## START Excerpt to read

*This notebook is an extension from the Python Programming and Numerical Methods - A Guide for Engineers and Scientists, the content is also available at Berkeley Python Numerical Methods.*

*The text is released under the CC-BY-NC-ND license, and code is released under the MIT license. If you find this content useful, please consider supporting the work on Elsevier or Amazon!*

< 25.2 Classification | Contents | 25.4 Clustering >

# Regression¶

Regression is the set of algorithms in supervised learning that the output is quantity numbers instead of categorical data. We have covered least-square regression in chapter 16 for simple cases that we have an analytic form to fit the data. But machine learning approach are more flexible that you can fit any functions of data without knowing the underlying analytic form at all. For example, you can use random forest, artificial neural network, support vector machine and so on to do regression. In this section, we will introduce artificial neural network (ANN) approach, which is a very flexible model that can work on classification and regression easily.

## Artificial Neural Network Basics¶

The **artificial neural network** method is developed to try to mimic how our brain works, i.e. neurons in our brain get information and process it, then some process controls whether the neuron will fire a signal to neighboring or specific neurons. The following figure shows a common structure of a multi-layer artificial neural network. It has 3 different layers, i.e. the input layer, the hidden layer, and the output layer. In each layer, there are neurons that are shown as circles in the figure. We can see from the figure that the input layer has 3 neurons in this case as the 3 features input into the network (you can definitely have more features, thus more neurons in the input layer). The middle layer is the hidden layer, you can have many hidden layers as well, in this figure, we only have 1 hidden layer for illustration purposes. The neurons in the hidden layers are the main processing units in the network to process the data, usually in each neuron, it does two things, (1) sum of the information passed from the previous layer, (2) pass the summation of the information to an activation function to decide if it fires a signal. The output layer has neurons as well to generate the output, for classification, it generate a number between 0 and 1, and for regression problem, we can generate any numbers. We see there are many arrows between different layers, these are called links in neural network, they are responsible to pass the information from one layer to another. Each of the link has a weight associated with it, these are the tunable parameters that we can tune the model. When we have information passing in from the input layer, it flows through the links to the hidden layer to get processed and then to the output layer to generate the results. Usually this is called **forward propagation**.

## END Excerpt to read
## START Dataset extract

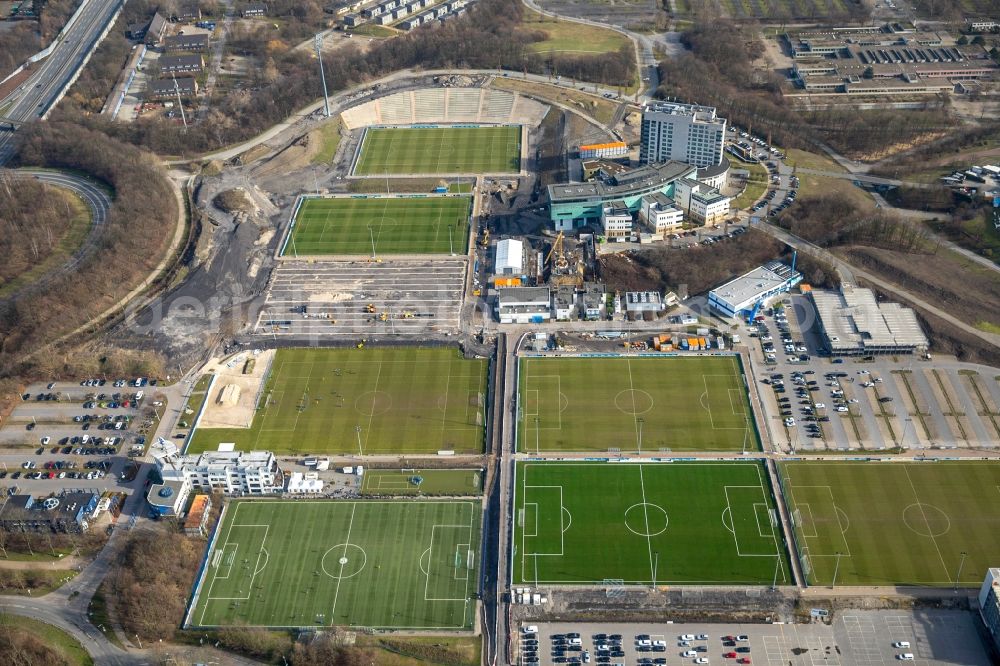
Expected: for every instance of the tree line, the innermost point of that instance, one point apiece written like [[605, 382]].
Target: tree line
[[749, 94], [34, 217], [26, 38], [137, 231], [489, 35]]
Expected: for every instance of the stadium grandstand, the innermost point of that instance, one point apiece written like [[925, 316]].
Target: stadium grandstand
[[446, 105]]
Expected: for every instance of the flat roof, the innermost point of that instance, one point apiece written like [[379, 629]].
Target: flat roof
[[854, 319], [539, 295], [623, 184], [750, 285]]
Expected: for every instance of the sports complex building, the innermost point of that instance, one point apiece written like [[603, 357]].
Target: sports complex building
[[757, 286], [577, 203]]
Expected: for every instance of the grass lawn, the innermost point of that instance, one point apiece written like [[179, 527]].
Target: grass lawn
[[895, 523], [76, 232], [385, 564], [811, 185], [408, 185], [756, 184], [423, 650], [439, 150], [804, 160], [458, 482], [569, 37], [33, 582], [52, 637], [409, 225], [329, 134], [597, 404], [646, 524], [404, 400]]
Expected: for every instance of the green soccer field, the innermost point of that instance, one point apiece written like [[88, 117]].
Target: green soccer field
[[383, 225], [601, 404], [439, 150], [894, 523], [644, 524], [456, 482], [392, 400], [384, 564]]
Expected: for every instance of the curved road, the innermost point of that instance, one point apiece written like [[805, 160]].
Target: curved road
[[96, 199]]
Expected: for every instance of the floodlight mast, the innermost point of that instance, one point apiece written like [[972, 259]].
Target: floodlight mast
[[318, 44]]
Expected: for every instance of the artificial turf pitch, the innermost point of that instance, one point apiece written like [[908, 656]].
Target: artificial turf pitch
[[439, 150], [646, 524], [383, 225], [894, 523], [393, 400], [601, 404], [384, 564], [454, 482]]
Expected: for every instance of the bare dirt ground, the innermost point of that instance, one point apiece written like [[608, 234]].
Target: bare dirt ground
[[240, 415]]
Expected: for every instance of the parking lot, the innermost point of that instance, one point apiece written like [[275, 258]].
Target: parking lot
[[855, 638], [75, 423], [359, 298], [817, 403]]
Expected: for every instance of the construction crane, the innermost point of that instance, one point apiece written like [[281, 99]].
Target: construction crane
[[559, 253]]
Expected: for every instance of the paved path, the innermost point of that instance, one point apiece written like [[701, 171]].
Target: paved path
[[96, 199]]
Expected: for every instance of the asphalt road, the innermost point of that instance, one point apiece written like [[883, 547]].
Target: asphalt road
[[52, 76], [97, 201]]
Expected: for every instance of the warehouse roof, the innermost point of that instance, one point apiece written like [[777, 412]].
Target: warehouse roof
[[854, 319], [760, 280], [510, 255]]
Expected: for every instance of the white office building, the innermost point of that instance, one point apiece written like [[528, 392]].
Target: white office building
[[759, 285], [524, 305], [660, 214], [616, 220], [230, 472], [510, 257], [681, 132], [701, 203]]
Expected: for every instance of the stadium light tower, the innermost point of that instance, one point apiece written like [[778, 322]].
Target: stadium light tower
[[318, 44]]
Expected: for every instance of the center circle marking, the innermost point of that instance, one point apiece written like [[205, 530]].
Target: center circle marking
[[344, 560], [646, 520], [926, 520], [634, 401]]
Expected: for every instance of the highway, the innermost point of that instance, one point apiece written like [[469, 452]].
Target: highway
[[53, 75], [97, 201]]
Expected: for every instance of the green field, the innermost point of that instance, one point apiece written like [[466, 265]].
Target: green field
[[395, 400], [601, 404], [456, 482], [384, 225], [439, 150], [388, 564], [646, 524], [895, 523]]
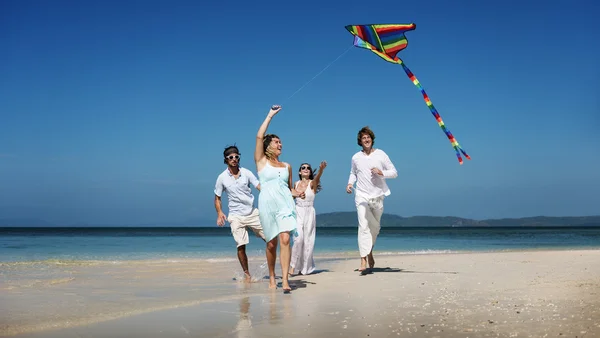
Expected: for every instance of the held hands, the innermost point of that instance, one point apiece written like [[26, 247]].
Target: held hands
[[296, 194], [221, 218], [377, 171], [274, 110]]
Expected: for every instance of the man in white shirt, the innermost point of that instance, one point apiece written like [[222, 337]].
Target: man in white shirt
[[370, 167], [235, 181]]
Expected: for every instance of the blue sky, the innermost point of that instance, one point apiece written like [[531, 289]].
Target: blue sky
[[117, 112]]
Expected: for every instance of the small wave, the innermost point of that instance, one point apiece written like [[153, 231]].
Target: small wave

## END Dataset extract

→ Aim
Reproduce the complete notebook excerpt on regression and artificial neural networks, word for word.

→ Result
*This notebook is an extension from the Python Programming and Numerical Methods - A Guide for Engineers and Scientists, the content is also available at Berkeley Python Numerical Methods.*

*The text is released under the CC-BY-NC-ND license, and code is released under the MIT license. If you find this content useful, please consider supporting the work on Elsevier or Amazon!*

< 25.2 Classification | Contents | 25.4 Clustering >

# Regression¶

Regression is the set of algorithms in supervised learning that the output is quantity numbers instead of categorical data. We have covered least-square regression in chapter 16 for simple cases that we have an analytic form to fit the data. But machine learning approach are more flexible that you can fit any functions of data without knowing the underlying analytic form at all. For example, you can use random forest, artificial neural network, support vector machine and so on to do regression. In this section, we will introduce artificial neural network (ANN) approach, which is a very flexible model that can work on classification and regression easily.

## Artificial Neural Network Basics¶

The **artificial neural network** method is developed to try to mimic how our brain works, i.e. neurons in our brain get information and process it, then some process controls whether the neuron will fire a signal to neighboring or specific neurons. The following figure shows a common structure of a multi-layer artificial neural network. It has 3 different layers, i.e. the input layer, the hidden layer, and the output layer. In each layer, there are neurons that are shown as circles in the figure. We can see from the figure that the input layer has 3 neurons in this case as the 3 features input into the network (you can definitely have more features, thus more neurons in the input layer). The middle layer is the hidden layer, you can have many hidden layers as well, in this figure, we only have 1 hidden layer for illustration purposes. The neurons in the hidden layers are the main processing units in the network to process the data, usually in each neuron, it does two things, (1) sum of the information passed from the previous layer, (2) pass the summation of the information to an activation function to decide if it fires a signal. The output layer has neurons as well to generate the output, for classification, it generate a number between 0 and 1, and for regression problem, we can generate any numbers. We see there are many arrows between different layers, these are called links in neural network, they are responsible to pass the information from one layer to another. Each of the link has a weight associated with it, these are the tunable parameters that we can tune the model. When we have information passing in from the input layer, it flows through the links to the hidden layer to get processed and then to the output layer to generate the results. Usually this is called **forward propagation**.